But....the bases would not seat properly. The tape was too stiff, as the temperature at the time was simply too cold (~35 deg F). OK, I'll hit the stanchion bases with a heat gun. Oops-careful! Don't want to scorch the gelcoat. Arrrrggg, stainless steel conducts heat poorly, so getting the tape soft post-application was a non-starter. No problem, says I. I'll simply wait until it warms up, and re-torque the screws. Well, after approximately two months of cold, wet weather this winter, I simply gave up (I did want to use the boat, after all). I removed the stanchions yet again, cleaned off the butyl tape, and re-bedded with 3M 4200. One shot deal, bases bedded properly in place, squeeze out cleaned easily with MEK, easy-peasy. 3M 4200 cured within 24 hours, even in cold and wet conditions, no leaks, works good, lasts long time.

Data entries
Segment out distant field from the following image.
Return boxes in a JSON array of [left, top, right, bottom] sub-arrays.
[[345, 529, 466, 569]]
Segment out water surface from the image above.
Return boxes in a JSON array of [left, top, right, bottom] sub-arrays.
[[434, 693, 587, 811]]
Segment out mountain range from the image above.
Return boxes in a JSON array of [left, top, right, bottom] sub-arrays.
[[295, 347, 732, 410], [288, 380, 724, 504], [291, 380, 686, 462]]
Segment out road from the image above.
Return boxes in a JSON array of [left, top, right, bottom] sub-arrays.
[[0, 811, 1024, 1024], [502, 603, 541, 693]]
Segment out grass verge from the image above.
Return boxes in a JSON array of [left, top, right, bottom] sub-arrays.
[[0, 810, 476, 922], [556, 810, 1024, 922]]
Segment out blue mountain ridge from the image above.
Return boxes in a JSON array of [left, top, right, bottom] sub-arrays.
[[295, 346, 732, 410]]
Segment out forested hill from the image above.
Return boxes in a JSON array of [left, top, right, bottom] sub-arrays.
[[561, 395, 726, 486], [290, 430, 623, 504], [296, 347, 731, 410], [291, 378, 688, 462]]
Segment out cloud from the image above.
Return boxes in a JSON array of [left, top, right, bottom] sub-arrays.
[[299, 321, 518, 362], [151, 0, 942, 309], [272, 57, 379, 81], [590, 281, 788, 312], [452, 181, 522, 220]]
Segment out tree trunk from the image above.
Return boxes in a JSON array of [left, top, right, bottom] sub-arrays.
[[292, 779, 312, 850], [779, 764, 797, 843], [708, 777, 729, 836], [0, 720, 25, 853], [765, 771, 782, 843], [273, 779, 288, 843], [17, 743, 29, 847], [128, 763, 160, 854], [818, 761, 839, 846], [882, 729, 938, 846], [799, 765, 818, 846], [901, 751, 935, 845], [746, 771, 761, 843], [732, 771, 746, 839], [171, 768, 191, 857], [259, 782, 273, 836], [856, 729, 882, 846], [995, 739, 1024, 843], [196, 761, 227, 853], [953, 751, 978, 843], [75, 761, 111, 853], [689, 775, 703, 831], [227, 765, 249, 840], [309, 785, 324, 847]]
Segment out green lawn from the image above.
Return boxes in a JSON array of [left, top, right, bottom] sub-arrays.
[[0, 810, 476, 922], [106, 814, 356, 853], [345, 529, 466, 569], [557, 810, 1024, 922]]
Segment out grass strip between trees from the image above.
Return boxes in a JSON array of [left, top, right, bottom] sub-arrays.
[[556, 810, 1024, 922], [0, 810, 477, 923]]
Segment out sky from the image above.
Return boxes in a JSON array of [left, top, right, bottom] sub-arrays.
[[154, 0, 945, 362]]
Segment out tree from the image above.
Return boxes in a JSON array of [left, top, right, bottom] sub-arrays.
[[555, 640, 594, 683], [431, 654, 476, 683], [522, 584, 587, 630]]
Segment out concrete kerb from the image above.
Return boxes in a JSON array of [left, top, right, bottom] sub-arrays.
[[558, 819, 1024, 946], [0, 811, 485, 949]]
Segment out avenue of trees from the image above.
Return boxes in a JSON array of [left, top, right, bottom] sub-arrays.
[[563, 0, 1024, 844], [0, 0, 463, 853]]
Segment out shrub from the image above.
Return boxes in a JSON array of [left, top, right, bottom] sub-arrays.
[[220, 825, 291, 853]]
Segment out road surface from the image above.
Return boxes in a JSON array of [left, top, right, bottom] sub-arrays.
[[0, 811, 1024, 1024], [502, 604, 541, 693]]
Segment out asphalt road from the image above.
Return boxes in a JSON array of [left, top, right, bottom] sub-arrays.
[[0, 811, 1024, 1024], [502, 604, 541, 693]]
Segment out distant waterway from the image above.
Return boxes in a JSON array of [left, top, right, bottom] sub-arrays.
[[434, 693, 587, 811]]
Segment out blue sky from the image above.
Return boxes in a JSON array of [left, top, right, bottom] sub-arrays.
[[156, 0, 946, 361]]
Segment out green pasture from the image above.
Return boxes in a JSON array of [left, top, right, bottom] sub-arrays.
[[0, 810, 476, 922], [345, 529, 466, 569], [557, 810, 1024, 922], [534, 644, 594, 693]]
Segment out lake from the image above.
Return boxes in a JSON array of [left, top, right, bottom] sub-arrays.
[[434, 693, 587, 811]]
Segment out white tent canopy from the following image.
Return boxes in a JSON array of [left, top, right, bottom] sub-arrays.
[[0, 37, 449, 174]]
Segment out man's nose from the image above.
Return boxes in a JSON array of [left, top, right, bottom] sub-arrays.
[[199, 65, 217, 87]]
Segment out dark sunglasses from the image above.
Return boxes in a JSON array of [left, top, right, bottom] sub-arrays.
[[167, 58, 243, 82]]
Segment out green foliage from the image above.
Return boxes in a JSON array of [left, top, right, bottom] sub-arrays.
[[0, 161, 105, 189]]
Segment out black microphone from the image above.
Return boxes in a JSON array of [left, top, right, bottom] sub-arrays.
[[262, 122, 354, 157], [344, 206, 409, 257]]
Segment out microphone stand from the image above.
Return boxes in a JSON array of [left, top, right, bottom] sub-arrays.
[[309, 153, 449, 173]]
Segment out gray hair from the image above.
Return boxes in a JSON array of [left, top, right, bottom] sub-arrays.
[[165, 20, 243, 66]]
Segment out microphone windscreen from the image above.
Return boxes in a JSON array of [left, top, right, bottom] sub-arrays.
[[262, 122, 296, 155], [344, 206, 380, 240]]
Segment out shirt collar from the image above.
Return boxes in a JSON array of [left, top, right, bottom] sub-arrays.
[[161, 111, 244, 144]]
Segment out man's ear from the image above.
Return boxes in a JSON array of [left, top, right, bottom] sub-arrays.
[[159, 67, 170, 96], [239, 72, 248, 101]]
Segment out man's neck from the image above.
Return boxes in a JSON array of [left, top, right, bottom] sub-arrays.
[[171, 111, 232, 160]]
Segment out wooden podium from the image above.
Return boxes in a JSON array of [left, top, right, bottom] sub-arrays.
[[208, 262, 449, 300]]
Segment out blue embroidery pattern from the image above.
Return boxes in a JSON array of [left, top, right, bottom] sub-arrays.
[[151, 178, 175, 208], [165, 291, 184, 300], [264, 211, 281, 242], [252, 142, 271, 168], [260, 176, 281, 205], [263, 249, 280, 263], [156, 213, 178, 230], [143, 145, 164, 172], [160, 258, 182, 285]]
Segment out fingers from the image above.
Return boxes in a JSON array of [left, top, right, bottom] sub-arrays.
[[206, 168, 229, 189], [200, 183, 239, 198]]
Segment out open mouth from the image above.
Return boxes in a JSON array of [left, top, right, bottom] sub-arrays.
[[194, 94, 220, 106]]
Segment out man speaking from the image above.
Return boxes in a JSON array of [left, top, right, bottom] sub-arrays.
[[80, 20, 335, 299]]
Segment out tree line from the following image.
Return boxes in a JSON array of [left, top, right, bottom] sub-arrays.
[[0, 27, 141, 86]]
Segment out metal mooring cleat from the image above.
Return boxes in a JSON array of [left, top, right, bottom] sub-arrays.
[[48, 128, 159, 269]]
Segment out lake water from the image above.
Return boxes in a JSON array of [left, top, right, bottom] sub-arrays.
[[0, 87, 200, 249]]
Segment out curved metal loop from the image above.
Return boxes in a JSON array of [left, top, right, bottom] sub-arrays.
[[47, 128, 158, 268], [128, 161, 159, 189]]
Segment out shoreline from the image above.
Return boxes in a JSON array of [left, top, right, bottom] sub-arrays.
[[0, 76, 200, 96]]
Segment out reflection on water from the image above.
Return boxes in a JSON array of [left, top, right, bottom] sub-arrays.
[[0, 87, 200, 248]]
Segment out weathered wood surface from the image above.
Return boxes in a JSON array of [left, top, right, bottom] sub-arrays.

- _Problem set_
a: From the passage on bedding the stanchion bases, copy the text verbatim, beginning at the words "But....the bases would" and stopping after the words "lasts long time.".
b: According to the passage on bedding the stanchion bases, what was used to clean the squeeze-out after re-bedding?
c: Continue the passage on bedding the stanchion bases from its final sentence.

- _Answers by task_
a:
But....the bases would not seat properly. The tape was too stiff, as the temperature at the time was simply too cold (~35 deg F). OK, I'll hit the stanchion bases with a heat gun. Oops-careful! Don't want to scorch the gelcoat. Arrrrggg, stainless steel conducts heat poorly, so getting the tape soft post-application was a non-starter. No problem, says I. I'll simply wait until it warms up, and re-torque the screws. Well, after approximately two months of cold, wet weather this winter, I simply gave up (I did want to use the boat, after all). I removed the stanchions yet again, cleaned off the butyl tape, and re-bedded with 3M 4200. One shot deal, bases bedded properly in place, squeeze out cleaned easily with MEK, easy-peasy. 3M 4200 cured within 24 hours, even in cold and wet conditions, no leaks, works good, lasts long time.

b: MEK

c:
So, my conclusion is that, although the butyl tape is theoretically ideal for bedding deck fittings, it's not a cure-all, nor as simple to use as advertised by Compass Marine and others, at least in cooler months of the year. And, as with the vast majority of the previous posters in this thread, I refuse to allow silicon seal anywhere near my boat. Both 3M 4000 and 4200 (but not 5200) work just fine for me.

Regards,

Pete
 
I live in Michigan. I don't try to bed things when it is cold. Butyl tape needs to be warm to be able to flow out from under the fitting. The Compass Marine web site does talk about lack of flow in cold weather. It is pretty simple to wait until the weather warms up and then tighten up the fitting. If it is too cold to bed with butyl, it is probably too cold to be boating... most caulks want around 50 degrees also.
 
Again,
Prep is everything! I've successfully re-bedded hardware that was originally installed with silicone with other caulks.
Not sure why I argue these things in places like this. It gets me nowhere...
Ok, no silicone, ever, ever, ever.
There!
Bruce
Then there are the ones who swear 5200 is devils glue....

Spend enough time fixing boats and all problems are solveable....and often much less of a problem once you learn what path to take.

Silicone is on my boat and has its uses....the last one I used it for was for a bead around an under countertop sink to keep the water from leaking through......silicone was fine for the job and probably easier and superior to most goo.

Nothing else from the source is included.